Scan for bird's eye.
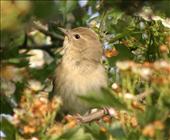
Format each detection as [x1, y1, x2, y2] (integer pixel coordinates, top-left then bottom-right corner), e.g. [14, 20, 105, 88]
[74, 34, 80, 39]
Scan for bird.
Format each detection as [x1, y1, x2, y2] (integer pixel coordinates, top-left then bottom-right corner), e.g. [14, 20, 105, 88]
[54, 27, 108, 115]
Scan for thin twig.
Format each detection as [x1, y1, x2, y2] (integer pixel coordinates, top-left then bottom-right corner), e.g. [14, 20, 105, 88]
[76, 107, 118, 123]
[33, 22, 64, 40]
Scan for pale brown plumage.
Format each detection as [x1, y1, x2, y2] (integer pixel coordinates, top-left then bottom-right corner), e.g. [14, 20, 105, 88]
[55, 27, 107, 114]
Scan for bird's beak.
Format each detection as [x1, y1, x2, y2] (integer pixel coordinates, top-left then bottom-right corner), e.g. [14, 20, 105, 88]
[58, 27, 68, 35]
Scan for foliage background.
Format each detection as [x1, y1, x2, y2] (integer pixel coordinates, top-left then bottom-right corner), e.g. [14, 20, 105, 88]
[0, 0, 170, 140]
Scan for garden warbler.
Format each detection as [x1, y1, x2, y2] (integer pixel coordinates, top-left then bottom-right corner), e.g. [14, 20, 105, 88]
[54, 27, 107, 114]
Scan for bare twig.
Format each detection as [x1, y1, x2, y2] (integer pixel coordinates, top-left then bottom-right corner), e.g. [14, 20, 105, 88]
[76, 108, 118, 123]
[33, 22, 64, 40]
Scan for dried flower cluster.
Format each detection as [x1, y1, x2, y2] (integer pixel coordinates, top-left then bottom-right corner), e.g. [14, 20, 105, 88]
[13, 92, 61, 135]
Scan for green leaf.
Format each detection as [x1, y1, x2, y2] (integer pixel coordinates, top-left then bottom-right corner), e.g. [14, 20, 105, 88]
[0, 95, 13, 114]
[108, 44, 134, 66]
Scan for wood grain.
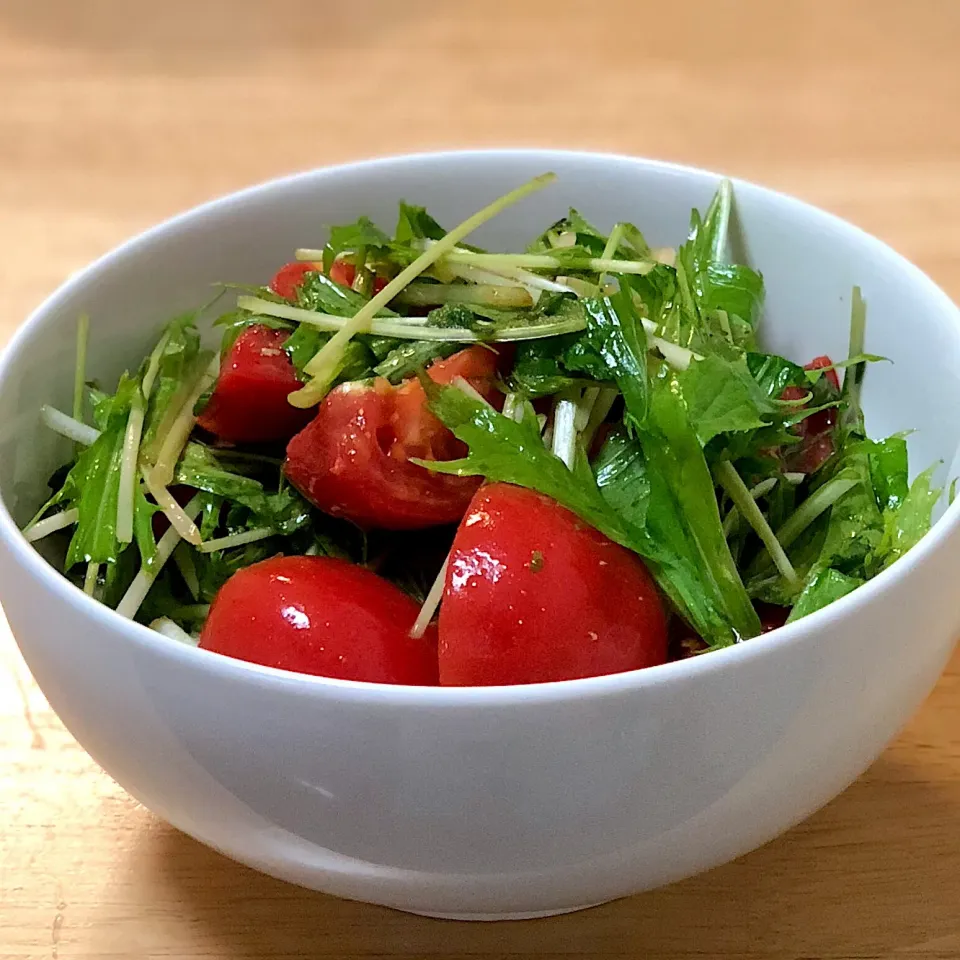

= = = = =

→ **YOUR INSTRUCTIONS**:
Return every line of the records above verbatim, in their original order, and omit the pictures.

→ **THE ANSWER**:
Scan for bird's eye.
Format each detection as [x1, y1, x2, y2] (integer pixel coordinates, top-left then bottom-right corner), e.g. [14, 20, 105, 88]
[74, 34, 80, 39]
Scan for bird.
Format each detection as [x1, y1, x2, y2] (integer pixel coordinates, top-left then bottom-right corner), e.g. [14, 20, 105, 88]
[54, 27, 108, 115]
Scan for thin twig.
Format each detection as [x1, y1, x2, y2] (integer pixel coordinates, top-left then bottom-right corner), e.g. [14, 20, 105, 88]
[76, 107, 118, 123]
[33, 22, 64, 40]
Scan for pale brown plumage.
Format each detection as [x1, y1, x2, y2] (integer pixel coordinates, top-left then bottom-right corner), e.g. [14, 20, 105, 88]
[55, 27, 107, 114]
Scan for bird's beak.
Format each detection as [x1, y1, x2, y2] (integer pixel coordinates, top-left then bottom-right corner), e.g. [14, 20, 105, 88]
[58, 27, 68, 35]
Scan for foliage background.
Format each detection as [x1, y1, x2, y2] (integer pixel coordinates, top-left then bottom-right corner), e.g. [14, 20, 105, 88]
[0, 0, 170, 140]
Scan for garden warbler.
Format each detection as [x1, y1, x2, y2] (integer pixel coordinates, top-left then bottom-right corner), e.g. [14, 20, 105, 88]
[54, 27, 107, 114]
Scan for bare twig.
Format each detection as [x1, y1, x2, y2] (integer pixel coordinates, top-left then bottom-right corner), e.g. [14, 20, 105, 88]
[76, 108, 118, 123]
[33, 22, 64, 40]
Scan for dried flower cluster.
Format each detection as [x1, y1, x2, y2] (integer pixel coordinates, top-left then bottom-right corner), e.g. [14, 20, 105, 88]
[13, 92, 61, 135]
Scan for green leaf.
Format each detection as [x1, y1, x2, y2] (integer pixel coordinates, top-left then bottom-right corner), e.g. [14, 20, 105, 88]
[0, 95, 13, 114]
[108, 44, 134, 66]
Scan for wood grain.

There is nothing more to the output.